Gespeicherte Datensätze:

------------------------------------------------

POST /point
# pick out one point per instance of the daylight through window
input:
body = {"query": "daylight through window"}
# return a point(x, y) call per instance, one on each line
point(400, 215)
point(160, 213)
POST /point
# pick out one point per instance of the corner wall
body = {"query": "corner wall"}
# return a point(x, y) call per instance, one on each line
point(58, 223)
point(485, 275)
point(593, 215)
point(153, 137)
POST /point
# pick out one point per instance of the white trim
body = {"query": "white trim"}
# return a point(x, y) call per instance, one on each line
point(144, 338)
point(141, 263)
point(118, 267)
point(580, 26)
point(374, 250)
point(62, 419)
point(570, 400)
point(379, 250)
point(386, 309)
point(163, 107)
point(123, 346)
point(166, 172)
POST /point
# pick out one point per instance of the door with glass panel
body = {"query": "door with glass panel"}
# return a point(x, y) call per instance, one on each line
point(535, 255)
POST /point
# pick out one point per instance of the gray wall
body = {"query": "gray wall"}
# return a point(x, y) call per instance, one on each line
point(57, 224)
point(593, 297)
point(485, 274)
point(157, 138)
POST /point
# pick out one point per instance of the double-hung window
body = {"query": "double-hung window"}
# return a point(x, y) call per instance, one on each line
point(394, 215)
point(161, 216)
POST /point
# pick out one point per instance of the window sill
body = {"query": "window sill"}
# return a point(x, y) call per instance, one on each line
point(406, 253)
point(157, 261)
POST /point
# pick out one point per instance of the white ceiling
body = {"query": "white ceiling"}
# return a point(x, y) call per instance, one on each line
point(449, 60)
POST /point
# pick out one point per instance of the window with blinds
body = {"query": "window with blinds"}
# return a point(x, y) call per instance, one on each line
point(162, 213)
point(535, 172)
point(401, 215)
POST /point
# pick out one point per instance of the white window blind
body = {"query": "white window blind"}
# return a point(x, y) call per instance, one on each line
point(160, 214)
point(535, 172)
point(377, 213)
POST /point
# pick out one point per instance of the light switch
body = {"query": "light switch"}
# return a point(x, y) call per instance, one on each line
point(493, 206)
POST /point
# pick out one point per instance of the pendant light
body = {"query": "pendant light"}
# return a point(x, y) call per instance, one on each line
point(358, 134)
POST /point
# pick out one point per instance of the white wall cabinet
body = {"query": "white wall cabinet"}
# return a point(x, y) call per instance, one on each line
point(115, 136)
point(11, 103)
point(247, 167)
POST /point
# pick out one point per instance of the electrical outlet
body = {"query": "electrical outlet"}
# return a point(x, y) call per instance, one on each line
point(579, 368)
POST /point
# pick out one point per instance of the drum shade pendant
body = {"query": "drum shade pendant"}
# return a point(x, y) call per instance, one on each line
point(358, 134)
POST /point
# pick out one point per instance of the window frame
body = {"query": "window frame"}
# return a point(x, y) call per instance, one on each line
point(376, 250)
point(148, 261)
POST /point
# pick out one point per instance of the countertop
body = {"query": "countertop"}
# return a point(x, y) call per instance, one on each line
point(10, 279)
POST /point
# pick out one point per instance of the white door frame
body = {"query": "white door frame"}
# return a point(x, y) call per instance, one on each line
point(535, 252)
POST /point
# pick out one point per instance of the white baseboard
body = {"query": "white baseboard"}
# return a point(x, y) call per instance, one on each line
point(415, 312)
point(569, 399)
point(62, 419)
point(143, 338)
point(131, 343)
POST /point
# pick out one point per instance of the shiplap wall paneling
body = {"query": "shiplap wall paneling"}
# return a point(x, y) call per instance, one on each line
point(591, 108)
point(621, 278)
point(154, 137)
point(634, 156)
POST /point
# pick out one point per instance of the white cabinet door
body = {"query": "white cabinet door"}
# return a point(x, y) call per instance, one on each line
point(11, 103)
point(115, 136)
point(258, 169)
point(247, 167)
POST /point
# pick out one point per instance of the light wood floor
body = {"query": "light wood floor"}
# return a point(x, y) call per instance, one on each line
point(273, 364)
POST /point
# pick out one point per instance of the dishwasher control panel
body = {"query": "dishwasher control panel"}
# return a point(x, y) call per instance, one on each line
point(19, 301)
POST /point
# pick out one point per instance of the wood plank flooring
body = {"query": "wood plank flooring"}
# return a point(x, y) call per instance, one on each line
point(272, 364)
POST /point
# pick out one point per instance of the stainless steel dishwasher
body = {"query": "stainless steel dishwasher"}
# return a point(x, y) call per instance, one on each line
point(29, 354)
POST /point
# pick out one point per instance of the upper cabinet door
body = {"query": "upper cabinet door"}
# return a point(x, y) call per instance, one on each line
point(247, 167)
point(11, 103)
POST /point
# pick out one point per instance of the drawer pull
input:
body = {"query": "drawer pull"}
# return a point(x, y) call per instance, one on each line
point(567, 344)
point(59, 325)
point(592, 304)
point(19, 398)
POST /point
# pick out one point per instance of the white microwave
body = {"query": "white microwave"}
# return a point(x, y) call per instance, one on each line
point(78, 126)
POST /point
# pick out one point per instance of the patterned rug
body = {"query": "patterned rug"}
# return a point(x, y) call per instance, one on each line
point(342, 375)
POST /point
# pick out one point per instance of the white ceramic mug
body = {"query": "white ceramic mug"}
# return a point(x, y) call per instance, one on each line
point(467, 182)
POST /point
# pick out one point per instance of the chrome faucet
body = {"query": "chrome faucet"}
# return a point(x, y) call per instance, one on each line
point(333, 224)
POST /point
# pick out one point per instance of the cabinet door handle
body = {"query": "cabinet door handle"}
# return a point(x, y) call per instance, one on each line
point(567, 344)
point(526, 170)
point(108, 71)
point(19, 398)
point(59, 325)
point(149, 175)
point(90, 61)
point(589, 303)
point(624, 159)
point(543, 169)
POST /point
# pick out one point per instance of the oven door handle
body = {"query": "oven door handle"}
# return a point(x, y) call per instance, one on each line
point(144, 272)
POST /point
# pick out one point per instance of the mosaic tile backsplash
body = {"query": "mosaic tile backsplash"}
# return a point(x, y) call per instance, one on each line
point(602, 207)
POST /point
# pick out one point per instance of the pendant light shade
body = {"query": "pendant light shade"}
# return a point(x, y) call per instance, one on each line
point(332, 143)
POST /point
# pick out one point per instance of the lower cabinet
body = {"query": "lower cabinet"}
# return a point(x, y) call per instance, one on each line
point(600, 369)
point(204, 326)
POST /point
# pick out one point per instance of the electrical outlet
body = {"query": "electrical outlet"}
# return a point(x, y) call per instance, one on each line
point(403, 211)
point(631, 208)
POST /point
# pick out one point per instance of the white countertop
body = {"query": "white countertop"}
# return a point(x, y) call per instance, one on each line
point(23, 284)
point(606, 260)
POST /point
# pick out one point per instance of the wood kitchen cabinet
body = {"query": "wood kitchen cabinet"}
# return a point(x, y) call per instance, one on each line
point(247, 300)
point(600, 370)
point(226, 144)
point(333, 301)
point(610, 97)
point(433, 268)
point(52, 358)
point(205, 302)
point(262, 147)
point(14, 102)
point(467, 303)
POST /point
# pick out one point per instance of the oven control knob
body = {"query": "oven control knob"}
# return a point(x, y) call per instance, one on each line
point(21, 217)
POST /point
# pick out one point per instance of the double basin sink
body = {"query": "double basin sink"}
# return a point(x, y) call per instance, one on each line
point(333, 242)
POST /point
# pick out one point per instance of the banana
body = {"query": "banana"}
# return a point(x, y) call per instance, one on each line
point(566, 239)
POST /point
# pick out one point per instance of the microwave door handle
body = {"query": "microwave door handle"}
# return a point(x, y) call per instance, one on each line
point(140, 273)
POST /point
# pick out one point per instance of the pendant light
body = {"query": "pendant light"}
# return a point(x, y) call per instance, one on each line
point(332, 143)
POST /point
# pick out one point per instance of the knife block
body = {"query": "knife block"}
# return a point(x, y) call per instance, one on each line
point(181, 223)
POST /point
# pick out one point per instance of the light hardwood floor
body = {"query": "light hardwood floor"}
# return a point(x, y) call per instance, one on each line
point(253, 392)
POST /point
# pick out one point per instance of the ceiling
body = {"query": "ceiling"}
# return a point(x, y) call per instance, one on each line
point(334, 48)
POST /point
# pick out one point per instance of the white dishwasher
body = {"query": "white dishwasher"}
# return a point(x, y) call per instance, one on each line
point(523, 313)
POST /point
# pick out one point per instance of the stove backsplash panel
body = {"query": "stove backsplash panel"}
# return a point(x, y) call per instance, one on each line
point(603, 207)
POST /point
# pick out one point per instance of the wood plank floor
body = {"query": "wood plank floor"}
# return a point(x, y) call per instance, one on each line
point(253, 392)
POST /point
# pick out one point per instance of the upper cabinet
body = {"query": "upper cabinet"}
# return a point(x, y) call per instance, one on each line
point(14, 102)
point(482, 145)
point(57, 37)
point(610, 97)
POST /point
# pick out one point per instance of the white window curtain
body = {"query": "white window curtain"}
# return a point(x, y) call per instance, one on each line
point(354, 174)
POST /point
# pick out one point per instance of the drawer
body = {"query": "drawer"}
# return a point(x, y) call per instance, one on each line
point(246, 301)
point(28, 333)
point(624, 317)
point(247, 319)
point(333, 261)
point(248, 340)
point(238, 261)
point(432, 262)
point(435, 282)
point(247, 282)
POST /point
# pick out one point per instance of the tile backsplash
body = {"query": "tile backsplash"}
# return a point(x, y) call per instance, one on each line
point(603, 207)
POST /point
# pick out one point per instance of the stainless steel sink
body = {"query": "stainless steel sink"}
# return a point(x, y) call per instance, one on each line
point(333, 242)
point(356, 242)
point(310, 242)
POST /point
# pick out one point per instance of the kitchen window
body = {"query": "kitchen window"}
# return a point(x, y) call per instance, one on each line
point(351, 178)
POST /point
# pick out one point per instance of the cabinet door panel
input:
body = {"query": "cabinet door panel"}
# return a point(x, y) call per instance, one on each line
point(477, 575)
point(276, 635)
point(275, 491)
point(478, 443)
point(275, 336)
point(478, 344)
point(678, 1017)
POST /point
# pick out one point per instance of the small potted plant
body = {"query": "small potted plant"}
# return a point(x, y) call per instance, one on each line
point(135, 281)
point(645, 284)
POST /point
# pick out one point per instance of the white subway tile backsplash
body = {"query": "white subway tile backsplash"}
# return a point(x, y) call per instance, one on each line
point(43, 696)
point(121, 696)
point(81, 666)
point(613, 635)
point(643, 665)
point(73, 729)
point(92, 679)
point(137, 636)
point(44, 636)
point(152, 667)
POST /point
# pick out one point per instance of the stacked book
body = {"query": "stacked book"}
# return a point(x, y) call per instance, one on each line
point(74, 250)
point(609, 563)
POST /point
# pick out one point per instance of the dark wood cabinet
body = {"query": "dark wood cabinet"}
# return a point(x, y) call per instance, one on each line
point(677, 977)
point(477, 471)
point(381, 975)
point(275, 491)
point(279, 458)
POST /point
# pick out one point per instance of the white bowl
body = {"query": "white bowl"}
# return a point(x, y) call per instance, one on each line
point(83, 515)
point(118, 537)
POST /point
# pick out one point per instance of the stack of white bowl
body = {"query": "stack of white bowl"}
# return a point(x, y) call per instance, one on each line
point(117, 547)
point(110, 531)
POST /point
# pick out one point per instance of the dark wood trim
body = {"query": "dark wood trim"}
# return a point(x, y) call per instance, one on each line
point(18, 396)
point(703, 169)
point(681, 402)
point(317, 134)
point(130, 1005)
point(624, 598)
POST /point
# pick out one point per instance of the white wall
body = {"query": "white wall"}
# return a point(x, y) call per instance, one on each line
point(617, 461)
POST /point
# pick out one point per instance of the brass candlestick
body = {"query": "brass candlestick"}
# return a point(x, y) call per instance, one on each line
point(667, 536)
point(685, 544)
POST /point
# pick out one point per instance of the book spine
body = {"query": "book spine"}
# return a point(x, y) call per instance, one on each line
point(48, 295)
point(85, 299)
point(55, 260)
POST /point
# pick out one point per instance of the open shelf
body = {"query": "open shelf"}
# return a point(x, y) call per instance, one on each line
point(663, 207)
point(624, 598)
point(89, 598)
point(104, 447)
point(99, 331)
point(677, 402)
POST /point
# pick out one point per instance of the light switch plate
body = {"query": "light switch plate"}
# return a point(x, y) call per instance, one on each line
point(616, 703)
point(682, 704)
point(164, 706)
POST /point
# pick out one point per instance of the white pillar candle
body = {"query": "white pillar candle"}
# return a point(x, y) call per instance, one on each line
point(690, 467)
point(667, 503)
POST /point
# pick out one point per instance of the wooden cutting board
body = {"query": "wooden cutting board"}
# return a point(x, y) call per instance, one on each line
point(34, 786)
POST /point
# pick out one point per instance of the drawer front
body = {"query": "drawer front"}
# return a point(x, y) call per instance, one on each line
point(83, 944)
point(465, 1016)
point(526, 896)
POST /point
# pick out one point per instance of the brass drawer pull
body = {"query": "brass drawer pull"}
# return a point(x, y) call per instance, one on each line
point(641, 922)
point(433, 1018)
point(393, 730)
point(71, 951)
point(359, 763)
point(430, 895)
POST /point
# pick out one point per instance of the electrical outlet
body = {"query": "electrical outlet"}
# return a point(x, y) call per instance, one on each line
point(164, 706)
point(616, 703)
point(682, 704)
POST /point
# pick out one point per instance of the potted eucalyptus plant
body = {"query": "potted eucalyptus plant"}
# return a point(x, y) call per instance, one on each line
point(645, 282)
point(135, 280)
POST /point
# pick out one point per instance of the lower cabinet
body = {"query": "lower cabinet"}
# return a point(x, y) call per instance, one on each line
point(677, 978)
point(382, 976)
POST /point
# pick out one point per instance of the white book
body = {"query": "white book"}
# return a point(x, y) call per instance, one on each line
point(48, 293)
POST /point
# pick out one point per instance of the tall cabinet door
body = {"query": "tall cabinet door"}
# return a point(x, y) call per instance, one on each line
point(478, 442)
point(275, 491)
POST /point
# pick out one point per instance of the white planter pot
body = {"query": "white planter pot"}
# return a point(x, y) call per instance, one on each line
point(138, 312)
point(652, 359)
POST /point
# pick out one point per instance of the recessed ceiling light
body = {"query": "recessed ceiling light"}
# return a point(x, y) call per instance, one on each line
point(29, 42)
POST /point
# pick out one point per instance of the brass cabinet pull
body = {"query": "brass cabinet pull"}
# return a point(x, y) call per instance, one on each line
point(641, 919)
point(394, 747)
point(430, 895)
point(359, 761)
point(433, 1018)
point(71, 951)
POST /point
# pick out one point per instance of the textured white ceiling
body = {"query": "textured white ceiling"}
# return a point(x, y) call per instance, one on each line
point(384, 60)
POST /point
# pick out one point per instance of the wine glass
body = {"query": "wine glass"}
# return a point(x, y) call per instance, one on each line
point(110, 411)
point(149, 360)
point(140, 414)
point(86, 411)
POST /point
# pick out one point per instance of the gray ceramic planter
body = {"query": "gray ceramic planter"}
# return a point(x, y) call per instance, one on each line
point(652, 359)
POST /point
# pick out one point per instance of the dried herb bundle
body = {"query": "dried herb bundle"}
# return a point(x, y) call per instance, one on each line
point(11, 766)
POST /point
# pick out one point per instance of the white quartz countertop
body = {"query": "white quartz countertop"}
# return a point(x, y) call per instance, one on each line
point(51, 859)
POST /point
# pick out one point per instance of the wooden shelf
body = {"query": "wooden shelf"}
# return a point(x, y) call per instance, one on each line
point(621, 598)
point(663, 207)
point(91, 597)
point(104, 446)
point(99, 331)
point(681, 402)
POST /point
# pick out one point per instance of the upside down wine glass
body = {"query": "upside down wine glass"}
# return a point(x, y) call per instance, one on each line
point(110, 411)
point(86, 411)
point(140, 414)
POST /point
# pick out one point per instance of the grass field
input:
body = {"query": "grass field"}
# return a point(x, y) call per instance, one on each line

------------------------------------------------

Gib bitte den Abschnitt vom Anfang der Zeilen bis einschließlich der Zeile mit „point(166, 172)“ samt den Anfragen erneut aus. Erhöhe dabei in den Antworten jede x- und y-Koordinate um 16.

POST /point
# pick out one point per instance of the daylight through window
input:
body = {"query": "daylight through window"}
# return a point(x, y) call per instance, one on each line
point(416, 231)
point(176, 229)
POST /point
# pick out one point per instance of the corner wall
body = {"query": "corner wall"}
# return a point(x, y) call per instance, one on each line
point(74, 239)
point(501, 291)
point(609, 231)
point(169, 153)
POST /point
# pick out one point per instance of the white trim
body = {"query": "white trim"}
# return a point(x, y) call per instance, one on each line
point(160, 354)
point(157, 279)
point(134, 283)
point(596, 42)
point(390, 266)
point(78, 435)
point(586, 416)
point(395, 266)
point(402, 325)
point(179, 123)
point(139, 362)
point(182, 188)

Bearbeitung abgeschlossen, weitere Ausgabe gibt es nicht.